_Work instruction_. The records below must be transcribed exactly, with each picture left out.

[Saved entries]
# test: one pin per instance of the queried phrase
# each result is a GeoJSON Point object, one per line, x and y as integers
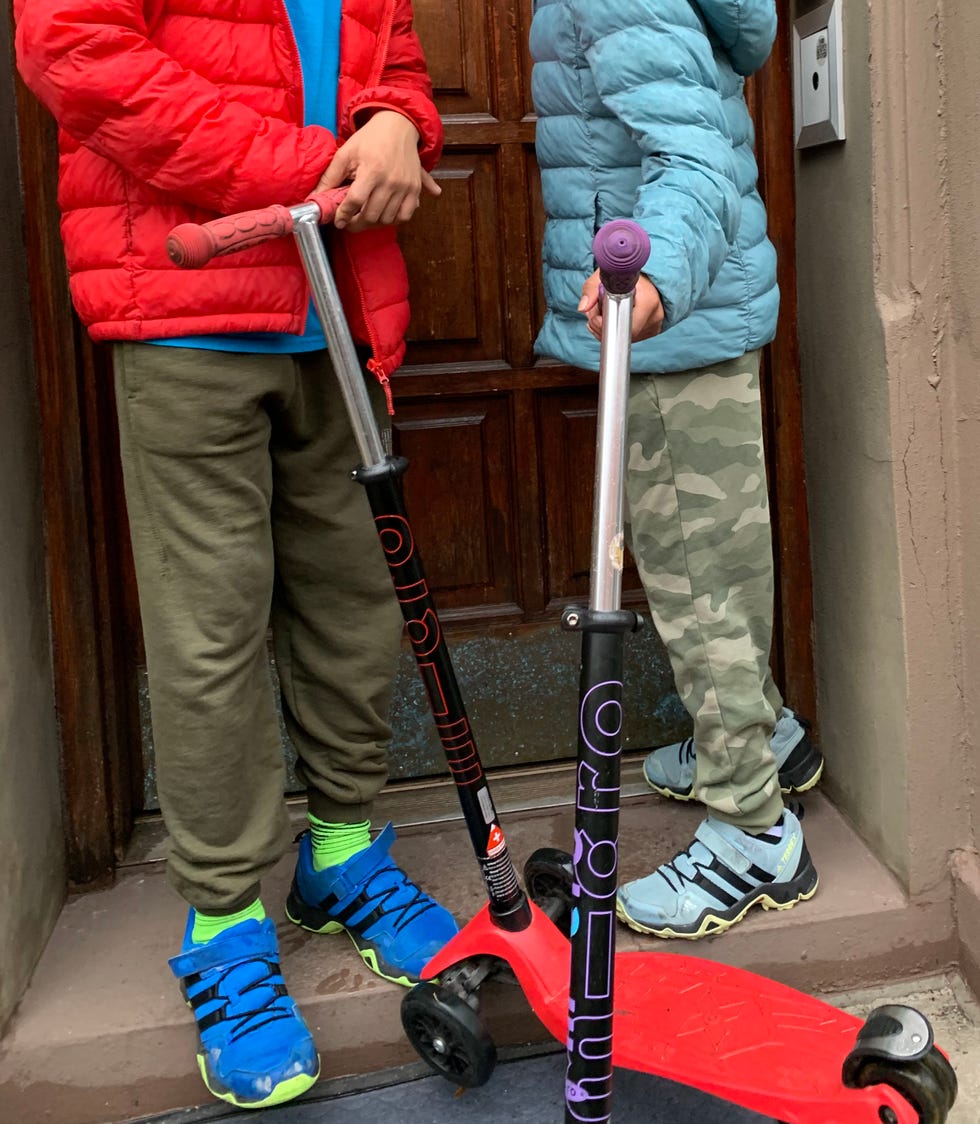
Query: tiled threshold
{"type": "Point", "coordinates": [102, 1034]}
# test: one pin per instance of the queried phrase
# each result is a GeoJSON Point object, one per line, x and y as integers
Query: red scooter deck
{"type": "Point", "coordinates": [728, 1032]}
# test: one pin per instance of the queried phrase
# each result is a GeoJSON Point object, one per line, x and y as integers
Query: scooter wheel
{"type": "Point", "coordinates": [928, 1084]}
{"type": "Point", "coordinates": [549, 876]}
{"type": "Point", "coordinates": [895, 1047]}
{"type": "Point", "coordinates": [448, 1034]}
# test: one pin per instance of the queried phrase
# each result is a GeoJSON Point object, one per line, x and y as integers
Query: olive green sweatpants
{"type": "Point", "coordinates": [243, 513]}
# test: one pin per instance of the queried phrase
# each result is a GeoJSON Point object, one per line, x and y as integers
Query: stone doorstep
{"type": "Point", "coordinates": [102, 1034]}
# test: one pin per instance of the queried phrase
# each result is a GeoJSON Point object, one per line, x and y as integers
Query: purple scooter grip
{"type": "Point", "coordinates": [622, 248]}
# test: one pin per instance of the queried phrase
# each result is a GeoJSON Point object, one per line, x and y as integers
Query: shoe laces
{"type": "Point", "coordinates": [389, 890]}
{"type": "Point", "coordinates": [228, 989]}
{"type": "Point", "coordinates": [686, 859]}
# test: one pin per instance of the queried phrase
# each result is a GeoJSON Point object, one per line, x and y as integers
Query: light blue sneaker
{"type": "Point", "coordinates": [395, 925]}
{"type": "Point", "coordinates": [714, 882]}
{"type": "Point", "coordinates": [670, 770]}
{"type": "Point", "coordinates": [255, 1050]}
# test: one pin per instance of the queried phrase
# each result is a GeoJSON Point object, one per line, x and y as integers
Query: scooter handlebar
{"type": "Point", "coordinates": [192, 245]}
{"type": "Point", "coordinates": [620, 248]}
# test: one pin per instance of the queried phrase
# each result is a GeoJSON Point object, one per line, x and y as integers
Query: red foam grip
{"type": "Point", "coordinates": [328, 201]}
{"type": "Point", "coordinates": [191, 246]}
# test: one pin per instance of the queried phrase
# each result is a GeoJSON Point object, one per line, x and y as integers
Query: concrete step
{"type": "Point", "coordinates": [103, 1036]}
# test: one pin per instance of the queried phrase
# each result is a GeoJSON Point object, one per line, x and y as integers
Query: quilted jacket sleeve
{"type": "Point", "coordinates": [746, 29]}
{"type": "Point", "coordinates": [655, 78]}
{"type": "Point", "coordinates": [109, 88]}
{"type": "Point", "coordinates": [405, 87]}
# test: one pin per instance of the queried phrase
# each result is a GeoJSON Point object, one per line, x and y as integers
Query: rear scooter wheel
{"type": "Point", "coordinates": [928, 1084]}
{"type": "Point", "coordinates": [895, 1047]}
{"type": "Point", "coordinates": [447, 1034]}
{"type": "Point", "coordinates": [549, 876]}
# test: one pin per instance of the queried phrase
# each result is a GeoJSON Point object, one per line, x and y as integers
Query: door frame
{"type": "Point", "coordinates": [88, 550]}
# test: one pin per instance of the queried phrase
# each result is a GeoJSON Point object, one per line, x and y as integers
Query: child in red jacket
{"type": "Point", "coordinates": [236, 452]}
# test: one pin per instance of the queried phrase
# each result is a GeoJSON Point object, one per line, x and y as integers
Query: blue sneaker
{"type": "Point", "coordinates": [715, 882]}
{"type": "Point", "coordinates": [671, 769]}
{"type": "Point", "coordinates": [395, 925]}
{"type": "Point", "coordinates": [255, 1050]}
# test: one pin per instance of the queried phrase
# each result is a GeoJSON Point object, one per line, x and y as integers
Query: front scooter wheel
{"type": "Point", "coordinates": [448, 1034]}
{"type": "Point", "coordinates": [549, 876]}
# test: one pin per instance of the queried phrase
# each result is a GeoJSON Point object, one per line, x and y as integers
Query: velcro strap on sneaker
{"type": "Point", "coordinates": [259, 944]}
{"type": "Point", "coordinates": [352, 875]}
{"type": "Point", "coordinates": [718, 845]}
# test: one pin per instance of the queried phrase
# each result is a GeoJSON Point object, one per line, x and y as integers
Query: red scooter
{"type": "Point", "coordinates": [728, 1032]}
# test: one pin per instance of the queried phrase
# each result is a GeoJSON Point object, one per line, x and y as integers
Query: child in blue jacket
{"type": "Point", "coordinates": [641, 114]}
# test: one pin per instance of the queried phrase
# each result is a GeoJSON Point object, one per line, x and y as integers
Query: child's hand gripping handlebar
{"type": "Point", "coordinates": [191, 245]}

_Written reply_.
# test: one pin per instance of the queried phrase
# each result is a GeoJSON Point object, one per line, x and y as integers
Query: tiled threshold
{"type": "Point", "coordinates": [102, 1034]}
# test: one pin per instance of the queried phrase
# each result is a GeoJSON Point object, one per line, x and y as integers
Query: red scooter deck
{"type": "Point", "coordinates": [728, 1032]}
# test: one pin per instance of the queried phrase
# each result is a GeoJSON Point object, one per line, x and y as integers
Query: scooter wheel
{"type": "Point", "coordinates": [928, 1084]}
{"type": "Point", "coordinates": [549, 876]}
{"type": "Point", "coordinates": [895, 1047]}
{"type": "Point", "coordinates": [448, 1034]}
# test: one pin per instance of the queried phrase
# each result is a GeoJSON Point object, one per line, x and y as integers
Query: olive green sweatpants
{"type": "Point", "coordinates": [243, 513]}
# test: one pin per instance of the queried phrase
# each result is a GeoJSON Point object, one per line, x and y as integers
Query: stone doorstep
{"type": "Point", "coordinates": [102, 1034]}
# test: one pin per instance of the queried phrase
# each result is a GeoJSON Point object, one per line, x and y as integers
Query: purple scooter grip
{"type": "Point", "coordinates": [622, 248]}
# test: one pin per instance of the queried phrase
# each result is a GeoJSON Point object, one per line, x and y as integers
Query: shoe laces
{"type": "Point", "coordinates": [389, 890]}
{"type": "Point", "coordinates": [228, 989]}
{"type": "Point", "coordinates": [686, 859]}
# test: one pin per instance of the queried phrase
# each result is a GeoJSON Point object, one per line, x and y as integers
Query: light blue sneaker
{"type": "Point", "coordinates": [395, 925]}
{"type": "Point", "coordinates": [714, 882]}
{"type": "Point", "coordinates": [670, 770]}
{"type": "Point", "coordinates": [255, 1050]}
# test: one pin per instance of the queried phrase
# each result is a GeoJSON Point object, one per line, x and y as integers
Query: scooter handlebar
{"type": "Point", "coordinates": [192, 245]}
{"type": "Point", "coordinates": [620, 248]}
# test: one pin per instance of the queried phrase
# each result is a GeoJSON Point object, one per line, x and y as integers
Query: red foam grip
{"type": "Point", "coordinates": [328, 201]}
{"type": "Point", "coordinates": [191, 246]}
# test: one pin per instance of the queried phrase
# each result is a GeoJSON Point object, one per line, x and y as integers
Query: concrete step
{"type": "Point", "coordinates": [103, 1036]}
# test: one pin per instance of the queried phrase
# each result is a GeoJSON Point object, one per line, x and y as integers
Query: quilted jacket sleeve
{"type": "Point", "coordinates": [746, 29]}
{"type": "Point", "coordinates": [655, 78]}
{"type": "Point", "coordinates": [109, 88]}
{"type": "Point", "coordinates": [405, 87]}
# test: one pin per instance of the queried phrase
# each result is a GeoJSON Point object, one per line, x and y as integers
Query: rear scooter wheel
{"type": "Point", "coordinates": [928, 1084]}
{"type": "Point", "coordinates": [895, 1047]}
{"type": "Point", "coordinates": [447, 1034]}
{"type": "Point", "coordinates": [549, 876]}
# test: one pin per instance of the queried phrase
# each result is a GeoJSON Point object, one per line, x and y as integers
Query: door frame
{"type": "Point", "coordinates": [88, 550]}
# test: one pin per instance of the queried phrase
# each result is a GeoJSON Point object, one per line, x and y as integers
Query: child in red jacket
{"type": "Point", "coordinates": [236, 452]}
# test: one pin per instance of the queried phrase
# each result is a GeoJSON Point object, one per line, x and y as integers
Query: blue sneaker
{"type": "Point", "coordinates": [715, 882]}
{"type": "Point", "coordinates": [671, 769]}
{"type": "Point", "coordinates": [395, 925]}
{"type": "Point", "coordinates": [255, 1050]}
# test: one pin per instance of the queried phrase
# each result is a GeoJSON Point object, one per line, x and y as integers
Query: front scooter wheel
{"type": "Point", "coordinates": [448, 1034]}
{"type": "Point", "coordinates": [549, 876]}
# test: one pin per instance of the queried phrase
# each result is a GeoJSON Point object, one per line, x and y as integers
Query: velcro strap on sneaker
{"type": "Point", "coordinates": [259, 944]}
{"type": "Point", "coordinates": [352, 875]}
{"type": "Point", "coordinates": [718, 845]}
# test: one pin per instance of the queried phrase
# each result is a GeoJSON Point object, one per line, x and y as integers
Query: red scooter
{"type": "Point", "coordinates": [728, 1032]}
# test: one pin per instance of the queried phrase
# each result is a GeoJSON Point object, one per line, x and y as integers
Query: child in blue jacket
{"type": "Point", "coordinates": [641, 114]}
# test: one pin per instance of the queried phrase
# each result is a GeoJSON Point object, one per line, x and y as integers
Query: child's hand gripping handlebar
{"type": "Point", "coordinates": [191, 245]}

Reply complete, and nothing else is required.